======== Stored rows

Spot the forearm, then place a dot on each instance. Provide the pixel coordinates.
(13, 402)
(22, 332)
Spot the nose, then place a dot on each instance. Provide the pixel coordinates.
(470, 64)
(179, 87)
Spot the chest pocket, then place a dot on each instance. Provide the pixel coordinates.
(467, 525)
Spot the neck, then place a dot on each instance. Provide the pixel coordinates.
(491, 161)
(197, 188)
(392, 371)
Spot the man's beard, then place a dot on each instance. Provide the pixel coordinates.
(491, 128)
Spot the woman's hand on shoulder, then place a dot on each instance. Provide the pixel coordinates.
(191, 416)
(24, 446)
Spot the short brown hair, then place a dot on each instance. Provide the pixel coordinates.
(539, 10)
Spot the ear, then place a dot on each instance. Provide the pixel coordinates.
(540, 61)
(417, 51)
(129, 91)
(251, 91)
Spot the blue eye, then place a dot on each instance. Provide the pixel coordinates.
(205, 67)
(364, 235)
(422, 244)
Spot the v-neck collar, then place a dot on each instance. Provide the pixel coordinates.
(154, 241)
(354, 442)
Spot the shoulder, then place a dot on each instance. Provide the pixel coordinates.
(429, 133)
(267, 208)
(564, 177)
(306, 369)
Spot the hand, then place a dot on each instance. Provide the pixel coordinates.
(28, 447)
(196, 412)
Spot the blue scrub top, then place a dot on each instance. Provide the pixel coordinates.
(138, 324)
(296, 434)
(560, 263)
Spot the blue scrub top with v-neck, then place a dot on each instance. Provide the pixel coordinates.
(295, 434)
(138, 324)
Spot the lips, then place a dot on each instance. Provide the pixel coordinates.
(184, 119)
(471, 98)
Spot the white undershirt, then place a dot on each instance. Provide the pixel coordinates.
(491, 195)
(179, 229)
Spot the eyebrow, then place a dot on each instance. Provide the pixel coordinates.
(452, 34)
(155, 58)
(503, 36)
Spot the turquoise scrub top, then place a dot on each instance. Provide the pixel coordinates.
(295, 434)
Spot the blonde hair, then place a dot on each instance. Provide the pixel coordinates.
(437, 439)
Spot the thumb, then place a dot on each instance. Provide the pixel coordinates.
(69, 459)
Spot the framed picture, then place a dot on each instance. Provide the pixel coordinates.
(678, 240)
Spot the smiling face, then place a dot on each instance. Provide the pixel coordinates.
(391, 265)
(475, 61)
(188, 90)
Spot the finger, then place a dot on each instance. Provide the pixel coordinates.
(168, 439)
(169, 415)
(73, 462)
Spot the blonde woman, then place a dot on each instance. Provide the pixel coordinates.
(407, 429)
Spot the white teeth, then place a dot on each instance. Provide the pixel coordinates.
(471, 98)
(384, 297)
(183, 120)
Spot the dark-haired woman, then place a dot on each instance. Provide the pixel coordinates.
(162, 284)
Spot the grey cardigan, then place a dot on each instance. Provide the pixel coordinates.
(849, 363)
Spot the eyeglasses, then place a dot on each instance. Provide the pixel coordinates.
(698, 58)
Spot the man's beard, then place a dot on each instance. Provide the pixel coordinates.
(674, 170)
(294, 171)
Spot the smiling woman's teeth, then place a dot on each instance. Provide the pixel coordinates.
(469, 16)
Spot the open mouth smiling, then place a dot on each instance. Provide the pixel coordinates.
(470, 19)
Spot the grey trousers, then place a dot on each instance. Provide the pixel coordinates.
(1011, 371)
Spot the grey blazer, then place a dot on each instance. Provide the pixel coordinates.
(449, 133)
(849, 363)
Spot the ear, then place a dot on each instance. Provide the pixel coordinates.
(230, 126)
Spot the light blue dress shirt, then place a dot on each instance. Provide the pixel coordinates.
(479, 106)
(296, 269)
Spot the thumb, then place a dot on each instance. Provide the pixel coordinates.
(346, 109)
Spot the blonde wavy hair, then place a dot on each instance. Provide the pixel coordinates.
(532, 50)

================

**Task objective:** Print the entries exactly. Include every one.

**Complete output:**
Spot the forearm, then place a dot on each instance. Provide the pixel coordinates.
(13, 402)
(22, 332)
Spot the nose, then place a dot on each instance. Provide the pixel coordinates.
(470, 64)
(179, 87)
Spot the chest pocket, then place a dot on each instance. Provide the pixel coordinates.
(467, 525)
Spot the neck, then place a dot on each instance. Provide the pixel coordinates.
(491, 161)
(197, 188)
(392, 371)
Spot the man's beard, then place a dot on each instance. Provide the pixel coordinates.
(491, 128)
Spot the woman's hand on shoulder, then place a dot on each instance. Provide the pixel coordinates.
(191, 416)
(24, 446)
Spot the short brown hair, then place a dot on each instance. Provide the pixel coordinates.
(539, 10)
Spot the ear, then place a dot on each instance. Provide the pixel coordinates.
(540, 61)
(417, 51)
(129, 91)
(251, 91)
Spot the blue eye, then place a dot on each instance. Provide the pixel coordinates.
(205, 67)
(364, 235)
(422, 244)
Spot the v-neck collar, then place a dot on each instance. Provide the pixel coordinates.
(154, 241)
(354, 442)
Spot the shoulder, then place a dot on each instance. Provide the pixel coordinates.
(429, 133)
(267, 208)
(564, 177)
(306, 369)
Spot the hand, then place a dot on each instance. Provide the pixel coordinates.
(28, 447)
(196, 412)
Spot the blue scrub top, then place a dot on each instance. Provide the pixel coordinates.
(138, 324)
(296, 434)
(560, 263)
Spot the blue scrub top with v-neck, then place a dot on each instance. Provide the pixel coordinates.
(295, 434)
(138, 324)
Spot the lips, then place a dot on each instance. Provide the pixel coordinates.
(184, 119)
(471, 98)
Spot the white undershirt, then place a dot on each instance. Provide the pixel coordinates.
(491, 195)
(179, 229)
Spot the eyebrow, then place a dot on each instance. Provide the pixel coordinates.
(452, 34)
(155, 58)
(503, 36)
Spot the turquoise scrub top, then place a dot on each instance. Provide the pixel coordinates.
(295, 434)
Spot the blonde hair, then place a dot on each instance. Provide the pixel coordinates.
(437, 439)
Spot the thumb, then place a dot on each instance. Provide the pixel coordinates.
(69, 459)
Spot the framed picture, then place a dot on each instance. Provide the pixel coordinates.
(678, 240)
Spot the smiling face, then place a dot on each instance. Provide the pixel coordinates.
(391, 265)
(475, 61)
(188, 90)
Spot the finger, then place a dot on each instance. Provide the pixel coordinates.
(168, 439)
(169, 415)
(73, 462)
Spot the blonde woman, then place a dot on each instance. Provide the pixel coordinates.
(407, 429)
Spot the white teeth, then place a dot on each instance. Provide the pixel coordinates.
(471, 98)
(384, 297)
(183, 120)
Spot the dark-haired woman, then place a dot on each instance. Provide the pixel coordinates.
(162, 284)
Spot the grey cardigan, then place a dot on each instance. Provide the pixel coordinates.
(849, 363)
Spot the eyeglasses, then place a dot on each instance. Provide the pixel coordinates.
(698, 58)
Spot the man's beard, then place a dot on each instance. Provide the pixel coordinates.
(674, 170)
(294, 171)
Spot the smiling woman's teeth, then place a dot on each instance. Provide the pixel coordinates.
(469, 16)
Spot the open mouth smiling, then place a dot on each instance. Provide the pixel coordinates.
(470, 19)
Spot the grey trousers, then place a dot on each instance. Provide the pixel coordinates.
(1011, 371)
Spot the grey blazer, then place a dot on each instance. Provide the pixel coordinates.
(449, 133)
(849, 363)
Spot the ear, then place a dot on each instance. Provide the pixel coordinates.
(230, 126)
Spot the light blue dress shirt, then place a dot on each instance. Provide the pixel coordinates.
(479, 106)
(296, 269)
Spot the thumb, then place a dot on each instance. Provide the pixel coordinates.
(346, 109)
Spot the blonde wavy hair, then place a dot on each instance. Provide the pixel coordinates.
(532, 50)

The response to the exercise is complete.